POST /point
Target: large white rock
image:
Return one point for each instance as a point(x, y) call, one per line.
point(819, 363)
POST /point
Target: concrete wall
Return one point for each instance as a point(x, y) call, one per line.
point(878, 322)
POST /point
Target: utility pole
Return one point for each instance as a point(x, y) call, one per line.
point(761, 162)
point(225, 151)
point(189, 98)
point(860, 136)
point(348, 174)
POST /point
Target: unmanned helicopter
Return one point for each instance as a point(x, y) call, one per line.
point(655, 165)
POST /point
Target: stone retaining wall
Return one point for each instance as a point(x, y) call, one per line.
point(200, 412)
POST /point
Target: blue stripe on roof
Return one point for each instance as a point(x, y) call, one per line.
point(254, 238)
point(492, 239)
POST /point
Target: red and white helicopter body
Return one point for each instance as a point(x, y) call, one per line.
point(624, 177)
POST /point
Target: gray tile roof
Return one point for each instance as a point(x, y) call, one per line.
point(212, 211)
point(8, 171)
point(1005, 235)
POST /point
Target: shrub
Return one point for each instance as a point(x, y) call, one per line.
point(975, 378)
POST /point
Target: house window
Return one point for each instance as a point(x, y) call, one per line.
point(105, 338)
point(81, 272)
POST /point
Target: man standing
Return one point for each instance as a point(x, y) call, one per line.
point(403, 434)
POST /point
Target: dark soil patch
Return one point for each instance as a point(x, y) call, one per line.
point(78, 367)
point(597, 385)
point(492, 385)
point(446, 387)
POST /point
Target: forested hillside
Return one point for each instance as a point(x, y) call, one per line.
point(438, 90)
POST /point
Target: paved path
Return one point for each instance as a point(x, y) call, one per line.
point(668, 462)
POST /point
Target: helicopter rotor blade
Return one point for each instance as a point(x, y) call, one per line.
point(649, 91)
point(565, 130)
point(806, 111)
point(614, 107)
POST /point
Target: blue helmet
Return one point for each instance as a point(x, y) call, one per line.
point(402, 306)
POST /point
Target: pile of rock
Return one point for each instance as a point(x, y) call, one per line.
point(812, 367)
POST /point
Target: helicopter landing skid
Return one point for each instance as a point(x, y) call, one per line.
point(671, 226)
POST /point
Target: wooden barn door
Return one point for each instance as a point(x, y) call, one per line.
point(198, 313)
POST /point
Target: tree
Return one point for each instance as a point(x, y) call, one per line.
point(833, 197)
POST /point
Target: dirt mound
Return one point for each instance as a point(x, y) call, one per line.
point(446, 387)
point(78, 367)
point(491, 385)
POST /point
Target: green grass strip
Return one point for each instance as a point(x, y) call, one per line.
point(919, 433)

_ _ _

All of the entries should be written out again exactly.

POST /point
Target: large white rock
image:
Return one point for each instance as a point(x, y) call, one per line.
point(819, 363)
POST /point
Target: concrete wall
Return one point for each instance as a point(x, y) call, one per line.
point(878, 322)
POST /point
Target: utility pole
Return one point for each instance as a point(x, y) call, one per line.
point(761, 162)
point(225, 151)
point(189, 98)
point(860, 136)
point(348, 174)
POST /point
Target: unmanned helicopter
Return one point for each instance as a point(x, y) call, one per line.
point(655, 165)
POST /point
Target: stone retaining wall
Return one point for each instance as a point(x, y) call, one per line.
point(200, 412)
POST /point
Target: blue stripe on roof
Return one point for each instance as a point(x, y) call, one per line.
point(254, 238)
point(492, 239)
POST /point
Target: red and white helicopter body
Return one point for each instance as a point(x, y) call, one per line.
point(624, 177)
POST /point
Target: gray tile roof
Return one point for each instance as a point(x, y) call, one per line.
point(212, 211)
point(8, 171)
point(1005, 235)
POST /point
Target: shrub
Return one point for each instance as a point(x, y) call, one per line.
point(975, 378)
POST /point
Target: house window
Return one point for each instance as a point(x, y) call, one per line.
point(105, 338)
point(81, 272)
POST /point
Target: man standing
Return one point for each instance as a point(x, y) call, one per line.
point(403, 434)
POST /point
Target: dark soil patch
Return one point for each instance as a point(x, y) call, one per line.
point(78, 367)
point(597, 385)
point(492, 385)
point(446, 387)
POST /point
Target: forested hillside
Return one point for each instance as a point(x, y) call, one per line.
point(438, 90)
POST /point
Target: paved path
Return one point for each instance as a point(x, y) call, one per line.
point(668, 462)
POST /point
Target: helicopter rotor blade
Return one point for each instance as a point(x, y) call, one per line.
point(649, 91)
point(565, 130)
point(806, 111)
point(614, 107)
POST /point
Target: blue helmet
Return one point for each instance as a point(x, y) call, one per line.
point(402, 306)
POST /point
Target: pile of rock
Return one point for each instance as a point(x, y) call, one per line.
point(812, 367)
POST /point
Target: helicopter landing skid
Return one point for each instance as a point(x, y) call, one per line.
point(671, 226)
POST /point
Target: wooden barn door
Return one point for each instance as a point(x, y) call, one per line.
point(198, 313)
POST /point
Target: tree
Return one point for each instance as a point(x, y) call, one per line.
point(833, 197)
POST /point
Target: dirt mound
Return one point for each instance as a point(x, y) call, one per line.
point(446, 387)
point(78, 367)
point(491, 385)
POST /point
Target: green grass strip
Return one point for each instance as a point(x, y) call, one per line.
point(919, 433)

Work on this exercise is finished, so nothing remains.